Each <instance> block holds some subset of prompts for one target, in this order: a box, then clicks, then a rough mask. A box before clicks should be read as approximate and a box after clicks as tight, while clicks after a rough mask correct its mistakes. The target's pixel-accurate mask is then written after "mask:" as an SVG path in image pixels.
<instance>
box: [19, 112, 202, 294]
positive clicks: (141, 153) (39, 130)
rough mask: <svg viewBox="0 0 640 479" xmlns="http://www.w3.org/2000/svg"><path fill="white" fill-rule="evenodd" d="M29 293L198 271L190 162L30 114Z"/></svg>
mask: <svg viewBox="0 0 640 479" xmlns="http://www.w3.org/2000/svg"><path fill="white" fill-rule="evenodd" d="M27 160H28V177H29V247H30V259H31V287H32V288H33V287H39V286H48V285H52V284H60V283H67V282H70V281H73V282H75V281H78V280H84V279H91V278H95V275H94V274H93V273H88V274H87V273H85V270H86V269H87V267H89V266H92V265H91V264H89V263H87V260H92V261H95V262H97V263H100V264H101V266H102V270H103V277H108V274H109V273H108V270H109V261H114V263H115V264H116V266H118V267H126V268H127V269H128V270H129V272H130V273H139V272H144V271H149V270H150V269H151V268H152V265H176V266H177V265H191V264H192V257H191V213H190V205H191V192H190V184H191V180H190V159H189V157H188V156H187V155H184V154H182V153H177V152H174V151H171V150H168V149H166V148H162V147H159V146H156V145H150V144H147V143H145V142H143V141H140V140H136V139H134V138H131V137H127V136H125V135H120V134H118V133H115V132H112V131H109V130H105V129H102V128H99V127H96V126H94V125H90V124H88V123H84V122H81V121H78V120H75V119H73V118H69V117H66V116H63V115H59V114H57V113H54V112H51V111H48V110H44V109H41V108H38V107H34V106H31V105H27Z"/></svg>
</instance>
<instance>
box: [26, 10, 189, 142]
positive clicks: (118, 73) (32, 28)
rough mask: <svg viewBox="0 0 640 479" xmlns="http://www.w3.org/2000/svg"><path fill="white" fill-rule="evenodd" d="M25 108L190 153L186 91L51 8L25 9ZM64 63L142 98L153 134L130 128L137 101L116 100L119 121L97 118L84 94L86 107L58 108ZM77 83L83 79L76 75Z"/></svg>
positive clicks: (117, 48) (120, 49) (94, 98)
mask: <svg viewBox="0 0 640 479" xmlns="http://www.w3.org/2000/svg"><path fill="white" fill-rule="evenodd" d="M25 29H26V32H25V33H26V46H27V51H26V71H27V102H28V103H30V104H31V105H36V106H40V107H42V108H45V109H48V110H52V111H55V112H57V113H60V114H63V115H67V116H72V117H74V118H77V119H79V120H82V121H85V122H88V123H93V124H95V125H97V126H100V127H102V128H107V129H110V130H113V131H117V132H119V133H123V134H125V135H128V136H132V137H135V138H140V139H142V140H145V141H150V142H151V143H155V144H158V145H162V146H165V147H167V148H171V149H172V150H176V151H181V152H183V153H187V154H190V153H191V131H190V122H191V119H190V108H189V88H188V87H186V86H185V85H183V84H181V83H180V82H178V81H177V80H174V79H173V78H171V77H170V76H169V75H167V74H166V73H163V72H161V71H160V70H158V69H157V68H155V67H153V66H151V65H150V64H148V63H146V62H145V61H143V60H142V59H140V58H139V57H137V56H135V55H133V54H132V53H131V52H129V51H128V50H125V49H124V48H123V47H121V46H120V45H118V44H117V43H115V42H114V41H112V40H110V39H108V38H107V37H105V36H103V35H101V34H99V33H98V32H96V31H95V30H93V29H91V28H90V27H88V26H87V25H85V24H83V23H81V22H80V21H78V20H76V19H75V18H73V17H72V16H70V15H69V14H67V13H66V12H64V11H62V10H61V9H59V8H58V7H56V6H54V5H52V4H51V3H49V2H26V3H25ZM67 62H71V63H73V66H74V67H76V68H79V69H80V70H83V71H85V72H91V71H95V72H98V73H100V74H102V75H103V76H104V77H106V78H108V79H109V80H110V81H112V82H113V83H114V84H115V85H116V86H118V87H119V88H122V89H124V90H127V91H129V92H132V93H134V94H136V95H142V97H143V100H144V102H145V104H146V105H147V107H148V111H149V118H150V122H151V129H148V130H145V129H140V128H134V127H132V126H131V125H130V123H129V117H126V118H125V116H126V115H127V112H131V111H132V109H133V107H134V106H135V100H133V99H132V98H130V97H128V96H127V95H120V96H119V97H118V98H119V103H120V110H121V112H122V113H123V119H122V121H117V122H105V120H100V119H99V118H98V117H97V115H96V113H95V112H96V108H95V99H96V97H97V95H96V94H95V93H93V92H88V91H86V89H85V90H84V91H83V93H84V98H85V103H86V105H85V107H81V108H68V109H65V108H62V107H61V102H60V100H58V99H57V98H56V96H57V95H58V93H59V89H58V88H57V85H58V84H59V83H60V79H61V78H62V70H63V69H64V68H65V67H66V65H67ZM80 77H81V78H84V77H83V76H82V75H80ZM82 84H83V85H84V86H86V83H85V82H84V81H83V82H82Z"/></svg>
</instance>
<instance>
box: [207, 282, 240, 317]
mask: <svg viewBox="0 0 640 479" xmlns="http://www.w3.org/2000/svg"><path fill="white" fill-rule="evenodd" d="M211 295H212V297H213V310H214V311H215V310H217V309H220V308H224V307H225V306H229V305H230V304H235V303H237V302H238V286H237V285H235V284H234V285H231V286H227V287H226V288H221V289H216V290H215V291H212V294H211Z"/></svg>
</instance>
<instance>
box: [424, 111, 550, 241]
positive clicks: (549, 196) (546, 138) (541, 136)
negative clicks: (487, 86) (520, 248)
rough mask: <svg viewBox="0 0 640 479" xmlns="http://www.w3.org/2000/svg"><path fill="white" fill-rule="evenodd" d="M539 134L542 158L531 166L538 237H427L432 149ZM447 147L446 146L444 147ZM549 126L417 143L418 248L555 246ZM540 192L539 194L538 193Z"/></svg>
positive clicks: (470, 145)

==============================

- **Prompt**: Can you reproduce the rows above word for word, from the very start through the line that contains "293L198 271L190 162L30", including that line?

- **Solution for this problem**:
Each <instance> block holds some subset of prompts for one target, in this order: a box, then clicks, then a rough mask. A box before clicks should be read as approximate and a box after clicks as tight, while clicks after a rough mask correct its mistakes. The target's pixel-accurate mask is then written after "mask:" as an SVG path in image pixels.
<instance>
box: [19, 112, 202, 294]
positive clicks: (141, 153) (39, 130)
rough mask: <svg viewBox="0 0 640 479" xmlns="http://www.w3.org/2000/svg"><path fill="white" fill-rule="evenodd" d="M29 293L198 271L190 162L30 114Z"/></svg>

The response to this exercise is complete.